### Task prompt
Return only the number of lines in the records below where the string "wing" shows up.

### Excerpted data
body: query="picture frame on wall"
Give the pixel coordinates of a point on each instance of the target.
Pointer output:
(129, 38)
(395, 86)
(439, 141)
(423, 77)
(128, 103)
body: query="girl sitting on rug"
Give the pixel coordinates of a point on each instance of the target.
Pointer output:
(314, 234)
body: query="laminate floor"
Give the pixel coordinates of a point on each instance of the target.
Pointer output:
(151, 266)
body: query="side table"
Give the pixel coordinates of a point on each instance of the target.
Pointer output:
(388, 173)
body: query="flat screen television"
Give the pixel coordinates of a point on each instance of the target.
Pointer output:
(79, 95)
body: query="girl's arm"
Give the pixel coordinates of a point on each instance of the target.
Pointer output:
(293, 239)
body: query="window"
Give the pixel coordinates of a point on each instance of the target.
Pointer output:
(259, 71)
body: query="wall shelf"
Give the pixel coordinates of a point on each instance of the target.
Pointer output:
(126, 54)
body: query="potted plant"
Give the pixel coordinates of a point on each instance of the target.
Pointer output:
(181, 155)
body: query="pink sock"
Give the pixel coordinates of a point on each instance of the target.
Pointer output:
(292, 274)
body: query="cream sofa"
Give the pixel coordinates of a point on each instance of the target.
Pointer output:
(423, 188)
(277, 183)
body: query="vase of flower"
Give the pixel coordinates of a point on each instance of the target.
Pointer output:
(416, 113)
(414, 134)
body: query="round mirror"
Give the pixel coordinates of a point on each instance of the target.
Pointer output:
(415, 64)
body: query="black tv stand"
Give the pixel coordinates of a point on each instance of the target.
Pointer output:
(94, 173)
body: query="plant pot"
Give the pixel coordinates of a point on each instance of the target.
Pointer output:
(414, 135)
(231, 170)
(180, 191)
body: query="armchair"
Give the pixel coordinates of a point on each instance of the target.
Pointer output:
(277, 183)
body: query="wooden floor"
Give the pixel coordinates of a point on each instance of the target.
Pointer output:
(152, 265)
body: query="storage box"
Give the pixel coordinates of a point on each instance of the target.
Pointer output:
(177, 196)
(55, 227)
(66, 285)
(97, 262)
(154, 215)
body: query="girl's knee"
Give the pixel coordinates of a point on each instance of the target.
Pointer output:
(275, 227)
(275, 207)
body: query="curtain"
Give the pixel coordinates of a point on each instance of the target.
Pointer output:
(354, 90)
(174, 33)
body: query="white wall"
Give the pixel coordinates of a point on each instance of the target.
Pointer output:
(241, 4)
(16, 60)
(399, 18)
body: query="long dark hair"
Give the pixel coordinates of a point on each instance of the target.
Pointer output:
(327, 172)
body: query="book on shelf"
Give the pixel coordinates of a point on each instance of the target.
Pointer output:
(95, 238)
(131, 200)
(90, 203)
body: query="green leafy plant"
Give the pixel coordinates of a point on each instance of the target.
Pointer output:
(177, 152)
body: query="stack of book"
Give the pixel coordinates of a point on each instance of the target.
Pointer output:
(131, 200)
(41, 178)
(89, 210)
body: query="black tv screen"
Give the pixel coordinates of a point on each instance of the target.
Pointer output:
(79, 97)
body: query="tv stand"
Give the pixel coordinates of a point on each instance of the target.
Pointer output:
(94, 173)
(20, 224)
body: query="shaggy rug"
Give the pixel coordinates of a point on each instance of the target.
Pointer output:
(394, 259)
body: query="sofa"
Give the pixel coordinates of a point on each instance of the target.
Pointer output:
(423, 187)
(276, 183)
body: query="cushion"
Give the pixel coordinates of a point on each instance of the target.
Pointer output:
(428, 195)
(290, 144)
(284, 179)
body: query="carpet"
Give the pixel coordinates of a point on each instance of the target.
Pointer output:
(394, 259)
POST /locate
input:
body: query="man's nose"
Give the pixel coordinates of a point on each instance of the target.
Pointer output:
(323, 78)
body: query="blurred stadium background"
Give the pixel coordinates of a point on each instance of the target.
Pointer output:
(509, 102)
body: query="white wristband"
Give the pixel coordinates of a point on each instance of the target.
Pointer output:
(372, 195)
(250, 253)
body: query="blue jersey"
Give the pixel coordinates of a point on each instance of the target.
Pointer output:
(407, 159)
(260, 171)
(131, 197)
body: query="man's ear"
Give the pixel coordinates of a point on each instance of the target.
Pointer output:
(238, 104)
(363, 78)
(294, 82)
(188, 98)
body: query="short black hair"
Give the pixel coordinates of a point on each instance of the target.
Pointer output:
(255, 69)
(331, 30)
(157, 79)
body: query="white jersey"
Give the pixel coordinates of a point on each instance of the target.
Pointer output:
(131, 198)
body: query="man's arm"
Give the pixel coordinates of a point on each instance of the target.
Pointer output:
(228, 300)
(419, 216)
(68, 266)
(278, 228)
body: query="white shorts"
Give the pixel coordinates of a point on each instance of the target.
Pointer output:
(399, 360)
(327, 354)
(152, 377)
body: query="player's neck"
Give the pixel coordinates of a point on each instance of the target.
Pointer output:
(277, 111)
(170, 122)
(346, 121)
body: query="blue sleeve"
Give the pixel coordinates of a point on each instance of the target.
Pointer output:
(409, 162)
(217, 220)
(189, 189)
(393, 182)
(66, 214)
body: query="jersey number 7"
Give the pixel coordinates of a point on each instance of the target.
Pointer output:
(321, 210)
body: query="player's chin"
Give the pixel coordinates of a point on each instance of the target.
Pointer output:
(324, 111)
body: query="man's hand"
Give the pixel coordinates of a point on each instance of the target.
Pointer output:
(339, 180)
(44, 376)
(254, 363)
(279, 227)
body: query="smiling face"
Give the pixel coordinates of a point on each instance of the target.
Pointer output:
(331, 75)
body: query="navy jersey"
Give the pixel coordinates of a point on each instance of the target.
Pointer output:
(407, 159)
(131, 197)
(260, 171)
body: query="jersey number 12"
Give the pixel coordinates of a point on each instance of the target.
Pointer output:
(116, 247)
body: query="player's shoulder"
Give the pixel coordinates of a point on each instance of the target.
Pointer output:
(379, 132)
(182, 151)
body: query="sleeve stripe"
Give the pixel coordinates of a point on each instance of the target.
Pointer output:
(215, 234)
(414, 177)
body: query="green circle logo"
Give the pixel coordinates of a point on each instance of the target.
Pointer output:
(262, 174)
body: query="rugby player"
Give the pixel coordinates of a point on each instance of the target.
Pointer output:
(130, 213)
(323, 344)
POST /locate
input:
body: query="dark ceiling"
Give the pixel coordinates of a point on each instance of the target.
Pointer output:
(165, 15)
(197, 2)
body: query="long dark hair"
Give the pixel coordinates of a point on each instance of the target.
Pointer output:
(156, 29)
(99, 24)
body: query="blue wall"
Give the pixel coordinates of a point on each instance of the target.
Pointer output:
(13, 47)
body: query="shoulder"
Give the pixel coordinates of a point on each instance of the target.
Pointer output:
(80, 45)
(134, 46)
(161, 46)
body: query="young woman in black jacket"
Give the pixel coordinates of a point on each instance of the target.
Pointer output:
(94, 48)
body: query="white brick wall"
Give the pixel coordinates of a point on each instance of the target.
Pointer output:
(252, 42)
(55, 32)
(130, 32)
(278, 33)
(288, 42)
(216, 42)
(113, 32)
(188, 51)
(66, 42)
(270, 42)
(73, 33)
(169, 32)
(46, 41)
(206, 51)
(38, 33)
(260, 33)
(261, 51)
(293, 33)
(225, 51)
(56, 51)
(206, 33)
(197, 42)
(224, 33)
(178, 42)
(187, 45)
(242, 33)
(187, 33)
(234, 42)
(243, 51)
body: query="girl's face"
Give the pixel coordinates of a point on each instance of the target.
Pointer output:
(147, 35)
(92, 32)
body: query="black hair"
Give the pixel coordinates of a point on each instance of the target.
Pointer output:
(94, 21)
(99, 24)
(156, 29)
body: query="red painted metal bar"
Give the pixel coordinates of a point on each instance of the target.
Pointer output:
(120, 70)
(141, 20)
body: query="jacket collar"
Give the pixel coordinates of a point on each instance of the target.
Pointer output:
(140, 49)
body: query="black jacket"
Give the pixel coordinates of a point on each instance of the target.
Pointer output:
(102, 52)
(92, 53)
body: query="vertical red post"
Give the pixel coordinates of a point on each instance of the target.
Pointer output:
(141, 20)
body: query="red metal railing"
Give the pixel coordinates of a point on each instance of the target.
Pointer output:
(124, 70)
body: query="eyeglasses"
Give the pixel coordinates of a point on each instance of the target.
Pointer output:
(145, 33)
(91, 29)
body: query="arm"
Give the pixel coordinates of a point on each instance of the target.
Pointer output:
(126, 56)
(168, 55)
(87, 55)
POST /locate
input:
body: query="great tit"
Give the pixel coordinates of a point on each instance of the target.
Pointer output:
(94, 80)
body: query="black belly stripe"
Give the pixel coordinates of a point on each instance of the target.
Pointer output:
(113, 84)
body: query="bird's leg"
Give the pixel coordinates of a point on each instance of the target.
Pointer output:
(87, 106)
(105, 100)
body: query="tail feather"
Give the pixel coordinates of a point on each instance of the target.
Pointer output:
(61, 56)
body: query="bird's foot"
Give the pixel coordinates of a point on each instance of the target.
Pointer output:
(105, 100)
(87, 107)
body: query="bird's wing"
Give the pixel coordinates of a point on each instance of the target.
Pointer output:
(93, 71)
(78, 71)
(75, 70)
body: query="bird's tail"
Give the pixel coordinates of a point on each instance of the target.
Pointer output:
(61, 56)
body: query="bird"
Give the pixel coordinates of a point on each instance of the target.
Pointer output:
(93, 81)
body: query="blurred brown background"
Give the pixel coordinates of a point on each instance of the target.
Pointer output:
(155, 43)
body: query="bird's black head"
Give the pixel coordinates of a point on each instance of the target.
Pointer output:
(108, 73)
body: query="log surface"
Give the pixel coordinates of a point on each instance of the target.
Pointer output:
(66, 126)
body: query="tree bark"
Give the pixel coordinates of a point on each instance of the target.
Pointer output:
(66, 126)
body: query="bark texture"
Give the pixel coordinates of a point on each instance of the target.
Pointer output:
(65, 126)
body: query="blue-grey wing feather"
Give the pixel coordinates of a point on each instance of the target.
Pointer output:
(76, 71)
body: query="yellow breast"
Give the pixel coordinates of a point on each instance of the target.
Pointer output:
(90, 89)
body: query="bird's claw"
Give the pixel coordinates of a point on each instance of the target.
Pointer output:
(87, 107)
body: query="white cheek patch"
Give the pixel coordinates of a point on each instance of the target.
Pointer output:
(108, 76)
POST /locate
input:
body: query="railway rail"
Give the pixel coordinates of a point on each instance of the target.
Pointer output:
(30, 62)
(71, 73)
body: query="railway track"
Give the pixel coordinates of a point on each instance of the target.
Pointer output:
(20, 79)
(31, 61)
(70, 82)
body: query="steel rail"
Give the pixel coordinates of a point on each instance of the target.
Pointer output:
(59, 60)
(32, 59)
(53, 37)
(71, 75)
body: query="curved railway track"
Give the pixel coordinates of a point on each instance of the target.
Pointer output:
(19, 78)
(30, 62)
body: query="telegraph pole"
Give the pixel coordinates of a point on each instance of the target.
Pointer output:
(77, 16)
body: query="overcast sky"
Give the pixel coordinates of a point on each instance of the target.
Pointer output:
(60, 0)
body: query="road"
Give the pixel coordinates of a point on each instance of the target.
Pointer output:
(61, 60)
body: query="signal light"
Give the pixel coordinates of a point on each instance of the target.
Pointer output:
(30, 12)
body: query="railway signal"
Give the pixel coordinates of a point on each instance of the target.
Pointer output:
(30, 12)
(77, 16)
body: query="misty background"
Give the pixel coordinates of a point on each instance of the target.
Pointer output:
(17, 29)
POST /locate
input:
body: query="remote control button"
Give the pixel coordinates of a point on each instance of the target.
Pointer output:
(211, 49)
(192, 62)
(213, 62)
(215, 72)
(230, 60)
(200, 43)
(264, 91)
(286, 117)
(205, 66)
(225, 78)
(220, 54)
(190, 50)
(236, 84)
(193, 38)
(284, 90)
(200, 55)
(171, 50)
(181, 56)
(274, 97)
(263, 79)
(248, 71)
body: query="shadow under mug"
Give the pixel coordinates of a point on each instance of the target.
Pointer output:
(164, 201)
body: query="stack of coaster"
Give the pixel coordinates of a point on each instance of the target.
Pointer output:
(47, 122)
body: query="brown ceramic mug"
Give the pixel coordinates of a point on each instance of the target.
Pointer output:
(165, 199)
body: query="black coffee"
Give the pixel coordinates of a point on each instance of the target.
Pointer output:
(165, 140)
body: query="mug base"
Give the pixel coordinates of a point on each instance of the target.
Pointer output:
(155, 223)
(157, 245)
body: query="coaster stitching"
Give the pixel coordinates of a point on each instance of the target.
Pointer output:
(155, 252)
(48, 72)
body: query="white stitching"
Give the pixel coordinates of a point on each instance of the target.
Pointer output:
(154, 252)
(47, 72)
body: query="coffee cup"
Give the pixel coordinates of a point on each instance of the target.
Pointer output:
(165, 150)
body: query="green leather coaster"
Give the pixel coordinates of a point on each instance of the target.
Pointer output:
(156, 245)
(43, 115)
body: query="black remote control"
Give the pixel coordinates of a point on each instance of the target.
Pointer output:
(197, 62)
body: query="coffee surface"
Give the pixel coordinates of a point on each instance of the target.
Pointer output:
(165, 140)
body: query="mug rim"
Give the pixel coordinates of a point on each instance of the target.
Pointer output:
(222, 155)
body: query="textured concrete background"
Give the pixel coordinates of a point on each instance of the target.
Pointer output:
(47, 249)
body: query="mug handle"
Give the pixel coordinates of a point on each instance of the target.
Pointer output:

### Answer below
2